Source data
--- START ---
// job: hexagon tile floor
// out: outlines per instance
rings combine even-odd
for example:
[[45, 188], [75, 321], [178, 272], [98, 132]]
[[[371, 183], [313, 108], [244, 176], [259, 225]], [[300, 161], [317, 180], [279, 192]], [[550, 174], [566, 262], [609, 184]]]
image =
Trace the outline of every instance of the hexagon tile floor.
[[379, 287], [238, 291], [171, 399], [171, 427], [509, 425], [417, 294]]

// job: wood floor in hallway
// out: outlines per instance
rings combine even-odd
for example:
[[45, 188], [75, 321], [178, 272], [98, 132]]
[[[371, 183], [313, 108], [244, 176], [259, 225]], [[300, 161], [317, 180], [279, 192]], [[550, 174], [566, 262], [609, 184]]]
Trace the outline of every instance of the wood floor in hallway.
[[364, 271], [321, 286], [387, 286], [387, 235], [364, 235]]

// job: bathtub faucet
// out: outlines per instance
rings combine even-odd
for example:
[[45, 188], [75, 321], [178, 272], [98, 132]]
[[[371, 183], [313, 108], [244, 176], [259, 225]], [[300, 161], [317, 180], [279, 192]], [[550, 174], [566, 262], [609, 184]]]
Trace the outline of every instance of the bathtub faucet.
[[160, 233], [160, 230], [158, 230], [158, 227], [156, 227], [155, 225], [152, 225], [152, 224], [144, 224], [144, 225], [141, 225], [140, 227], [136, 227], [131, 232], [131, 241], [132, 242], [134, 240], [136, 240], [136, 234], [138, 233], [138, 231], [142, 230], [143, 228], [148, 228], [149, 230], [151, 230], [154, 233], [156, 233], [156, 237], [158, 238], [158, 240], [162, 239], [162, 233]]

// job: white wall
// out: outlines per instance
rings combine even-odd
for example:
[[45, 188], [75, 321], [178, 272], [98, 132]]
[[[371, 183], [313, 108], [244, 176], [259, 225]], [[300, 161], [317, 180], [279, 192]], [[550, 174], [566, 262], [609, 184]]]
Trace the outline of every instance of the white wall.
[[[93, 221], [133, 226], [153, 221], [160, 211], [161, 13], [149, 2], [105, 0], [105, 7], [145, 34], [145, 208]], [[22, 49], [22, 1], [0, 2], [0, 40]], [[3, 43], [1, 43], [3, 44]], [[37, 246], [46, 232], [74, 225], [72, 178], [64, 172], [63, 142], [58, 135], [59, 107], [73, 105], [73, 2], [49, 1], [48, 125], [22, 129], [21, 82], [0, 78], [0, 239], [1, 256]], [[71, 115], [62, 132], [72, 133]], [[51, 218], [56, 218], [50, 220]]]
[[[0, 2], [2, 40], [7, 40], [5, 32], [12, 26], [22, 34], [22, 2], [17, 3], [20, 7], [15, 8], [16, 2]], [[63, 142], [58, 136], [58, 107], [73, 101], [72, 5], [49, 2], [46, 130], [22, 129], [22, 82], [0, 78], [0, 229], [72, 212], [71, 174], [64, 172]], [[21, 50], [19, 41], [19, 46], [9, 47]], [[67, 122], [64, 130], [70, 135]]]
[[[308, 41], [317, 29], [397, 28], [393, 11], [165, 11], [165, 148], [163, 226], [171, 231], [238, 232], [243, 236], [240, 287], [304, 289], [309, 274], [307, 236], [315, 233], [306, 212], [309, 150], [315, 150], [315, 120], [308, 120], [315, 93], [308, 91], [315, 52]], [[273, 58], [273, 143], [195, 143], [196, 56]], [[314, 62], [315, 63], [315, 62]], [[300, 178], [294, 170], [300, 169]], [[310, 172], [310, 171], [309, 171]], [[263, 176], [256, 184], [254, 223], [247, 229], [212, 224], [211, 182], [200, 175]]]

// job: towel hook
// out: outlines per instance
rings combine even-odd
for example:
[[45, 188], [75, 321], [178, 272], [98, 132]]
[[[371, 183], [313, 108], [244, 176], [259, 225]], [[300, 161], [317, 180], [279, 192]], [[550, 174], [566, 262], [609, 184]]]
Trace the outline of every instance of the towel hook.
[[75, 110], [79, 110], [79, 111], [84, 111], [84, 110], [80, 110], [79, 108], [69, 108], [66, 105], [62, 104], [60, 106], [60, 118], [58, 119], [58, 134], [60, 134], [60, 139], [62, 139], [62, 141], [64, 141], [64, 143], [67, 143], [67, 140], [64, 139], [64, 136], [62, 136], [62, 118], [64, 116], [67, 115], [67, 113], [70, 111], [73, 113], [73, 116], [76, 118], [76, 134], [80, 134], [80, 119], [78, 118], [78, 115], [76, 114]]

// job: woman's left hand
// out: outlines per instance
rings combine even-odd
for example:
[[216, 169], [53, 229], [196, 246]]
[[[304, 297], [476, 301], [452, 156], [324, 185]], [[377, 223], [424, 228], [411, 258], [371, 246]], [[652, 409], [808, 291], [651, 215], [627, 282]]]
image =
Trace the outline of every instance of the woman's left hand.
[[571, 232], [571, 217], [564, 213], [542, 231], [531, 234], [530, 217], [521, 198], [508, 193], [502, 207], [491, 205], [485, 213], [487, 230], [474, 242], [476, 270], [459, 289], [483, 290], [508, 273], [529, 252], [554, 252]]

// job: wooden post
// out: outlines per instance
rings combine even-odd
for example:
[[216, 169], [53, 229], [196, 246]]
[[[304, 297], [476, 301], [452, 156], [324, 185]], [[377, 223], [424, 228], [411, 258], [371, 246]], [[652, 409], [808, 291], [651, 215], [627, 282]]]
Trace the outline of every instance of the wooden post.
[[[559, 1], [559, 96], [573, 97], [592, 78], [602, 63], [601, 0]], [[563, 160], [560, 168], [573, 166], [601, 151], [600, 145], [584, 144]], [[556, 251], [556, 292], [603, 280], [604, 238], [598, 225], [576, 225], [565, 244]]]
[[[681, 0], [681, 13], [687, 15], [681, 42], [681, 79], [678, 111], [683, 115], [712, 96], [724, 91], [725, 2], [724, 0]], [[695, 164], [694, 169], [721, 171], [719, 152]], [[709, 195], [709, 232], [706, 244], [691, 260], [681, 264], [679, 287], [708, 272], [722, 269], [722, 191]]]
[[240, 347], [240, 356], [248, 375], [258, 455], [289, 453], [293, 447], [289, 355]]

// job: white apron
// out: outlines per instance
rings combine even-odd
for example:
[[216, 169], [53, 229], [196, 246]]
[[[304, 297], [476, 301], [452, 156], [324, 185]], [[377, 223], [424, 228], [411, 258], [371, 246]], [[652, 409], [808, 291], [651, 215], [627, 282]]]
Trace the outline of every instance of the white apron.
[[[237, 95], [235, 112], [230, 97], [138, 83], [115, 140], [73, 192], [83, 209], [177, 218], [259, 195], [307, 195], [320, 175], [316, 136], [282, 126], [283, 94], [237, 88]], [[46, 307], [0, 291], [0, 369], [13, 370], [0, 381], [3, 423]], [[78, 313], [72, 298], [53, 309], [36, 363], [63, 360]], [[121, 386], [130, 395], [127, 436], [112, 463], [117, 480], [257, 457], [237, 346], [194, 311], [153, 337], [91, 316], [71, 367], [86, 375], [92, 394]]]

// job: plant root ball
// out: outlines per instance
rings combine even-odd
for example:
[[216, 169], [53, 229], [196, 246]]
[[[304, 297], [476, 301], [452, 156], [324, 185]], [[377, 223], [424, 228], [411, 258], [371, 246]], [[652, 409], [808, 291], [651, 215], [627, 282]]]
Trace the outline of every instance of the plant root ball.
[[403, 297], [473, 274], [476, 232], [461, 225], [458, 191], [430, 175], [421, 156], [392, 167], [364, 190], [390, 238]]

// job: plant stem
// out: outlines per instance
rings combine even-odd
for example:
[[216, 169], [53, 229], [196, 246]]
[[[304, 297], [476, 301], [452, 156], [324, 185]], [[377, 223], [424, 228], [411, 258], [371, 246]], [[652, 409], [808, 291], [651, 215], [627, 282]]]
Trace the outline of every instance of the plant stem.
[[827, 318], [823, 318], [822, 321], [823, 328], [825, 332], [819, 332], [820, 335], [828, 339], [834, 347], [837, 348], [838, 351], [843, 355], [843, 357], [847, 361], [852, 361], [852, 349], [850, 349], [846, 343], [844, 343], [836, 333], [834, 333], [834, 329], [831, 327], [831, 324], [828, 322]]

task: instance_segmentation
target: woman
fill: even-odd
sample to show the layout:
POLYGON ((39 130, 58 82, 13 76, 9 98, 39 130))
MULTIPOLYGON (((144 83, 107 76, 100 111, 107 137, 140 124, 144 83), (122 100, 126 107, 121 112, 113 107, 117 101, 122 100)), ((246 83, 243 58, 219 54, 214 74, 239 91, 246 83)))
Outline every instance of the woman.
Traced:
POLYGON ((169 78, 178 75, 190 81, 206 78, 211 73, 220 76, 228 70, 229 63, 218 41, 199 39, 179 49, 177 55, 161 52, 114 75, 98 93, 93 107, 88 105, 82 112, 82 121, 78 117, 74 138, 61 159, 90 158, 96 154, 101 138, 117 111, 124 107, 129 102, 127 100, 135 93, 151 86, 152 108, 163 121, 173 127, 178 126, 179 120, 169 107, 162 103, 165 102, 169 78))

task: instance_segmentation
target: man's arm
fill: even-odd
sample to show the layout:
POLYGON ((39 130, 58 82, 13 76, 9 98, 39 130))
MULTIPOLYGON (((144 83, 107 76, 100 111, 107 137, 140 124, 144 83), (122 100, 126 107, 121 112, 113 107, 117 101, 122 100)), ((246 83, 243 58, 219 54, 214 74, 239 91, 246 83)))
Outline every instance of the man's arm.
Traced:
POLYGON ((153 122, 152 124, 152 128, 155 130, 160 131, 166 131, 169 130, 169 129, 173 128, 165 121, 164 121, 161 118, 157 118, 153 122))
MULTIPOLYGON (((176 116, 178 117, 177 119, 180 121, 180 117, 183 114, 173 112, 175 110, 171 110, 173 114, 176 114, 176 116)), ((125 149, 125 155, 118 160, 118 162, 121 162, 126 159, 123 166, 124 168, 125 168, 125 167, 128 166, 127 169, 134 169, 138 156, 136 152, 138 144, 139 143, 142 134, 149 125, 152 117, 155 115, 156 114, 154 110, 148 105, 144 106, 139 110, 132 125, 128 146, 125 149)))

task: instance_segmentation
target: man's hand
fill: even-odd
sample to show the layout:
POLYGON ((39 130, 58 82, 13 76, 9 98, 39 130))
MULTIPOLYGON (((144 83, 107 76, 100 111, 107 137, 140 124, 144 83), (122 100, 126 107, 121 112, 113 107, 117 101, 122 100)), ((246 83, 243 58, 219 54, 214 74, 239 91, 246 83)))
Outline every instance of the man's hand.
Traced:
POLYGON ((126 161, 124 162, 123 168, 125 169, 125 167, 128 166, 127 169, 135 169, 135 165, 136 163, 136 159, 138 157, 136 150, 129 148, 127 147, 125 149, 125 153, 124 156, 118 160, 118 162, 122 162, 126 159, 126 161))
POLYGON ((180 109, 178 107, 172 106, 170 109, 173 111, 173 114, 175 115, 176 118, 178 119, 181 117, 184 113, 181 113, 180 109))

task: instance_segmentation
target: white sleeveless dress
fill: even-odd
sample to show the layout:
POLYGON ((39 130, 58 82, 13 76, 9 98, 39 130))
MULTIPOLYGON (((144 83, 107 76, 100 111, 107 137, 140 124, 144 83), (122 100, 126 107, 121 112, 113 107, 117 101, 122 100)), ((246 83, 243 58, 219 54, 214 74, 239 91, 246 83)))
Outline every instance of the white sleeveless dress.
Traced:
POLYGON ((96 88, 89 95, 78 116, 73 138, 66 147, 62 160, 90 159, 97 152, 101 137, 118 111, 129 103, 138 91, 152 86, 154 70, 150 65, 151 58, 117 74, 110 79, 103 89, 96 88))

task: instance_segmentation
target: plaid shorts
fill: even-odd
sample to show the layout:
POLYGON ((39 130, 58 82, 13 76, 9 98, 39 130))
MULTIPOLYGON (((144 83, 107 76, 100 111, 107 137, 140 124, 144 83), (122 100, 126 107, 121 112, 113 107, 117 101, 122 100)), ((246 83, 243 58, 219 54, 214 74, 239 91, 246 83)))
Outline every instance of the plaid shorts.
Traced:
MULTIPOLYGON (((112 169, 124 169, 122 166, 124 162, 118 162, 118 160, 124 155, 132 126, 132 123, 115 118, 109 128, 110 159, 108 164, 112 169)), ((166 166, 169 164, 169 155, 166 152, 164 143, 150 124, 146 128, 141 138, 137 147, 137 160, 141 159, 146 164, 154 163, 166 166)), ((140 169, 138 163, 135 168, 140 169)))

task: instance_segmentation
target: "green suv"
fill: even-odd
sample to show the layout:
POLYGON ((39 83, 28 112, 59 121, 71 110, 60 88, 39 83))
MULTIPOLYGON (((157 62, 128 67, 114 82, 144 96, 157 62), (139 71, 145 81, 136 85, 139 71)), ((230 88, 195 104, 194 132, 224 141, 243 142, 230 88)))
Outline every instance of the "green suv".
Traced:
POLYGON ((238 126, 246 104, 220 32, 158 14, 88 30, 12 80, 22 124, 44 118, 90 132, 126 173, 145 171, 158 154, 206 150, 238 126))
--- END ---
WORK REQUIRED
Update the lines from the line with "job: towel hook" to the line with "115], [76, 114]]" by replacing "towel hook" with "coat hook" and keeping everything else the same. Give only those lines.

WRITTEN RESPONSE
// job: coat hook
// out: outlines per instance
rings combine even-odd
for example:
[[45, 188], [75, 321], [178, 272], [98, 132]]
[[[371, 183], [313, 108], [244, 176], [259, 225]], [[300, 161], [317, 180], [279, 192]], [[550, 174], [566, 262], [609, 184]]]
Trace the outline of every instance of the coat hook.
[[75, 110], [79, 110], [79, 111], [84, 111], [84, 110], [80, 110], [79, 108], [69, 108], [66, 105], [62, 104], [60, 106], [60, 118], [58, 119], [58, 134], [60, 134], [60, 139], [62, 139], [62, 141], [64, 141], [64, 143], [67, 143], [67, 140], [64, 139], [64, 136], [62, 136], [62, 118], [64, 116], [67, 115], [67, 113], [70, 111], [73, 113], [73, 116], [76, 118], [76, 134], [80, 134], [80, 119], [78, 118], [78, 115], [76, 114]]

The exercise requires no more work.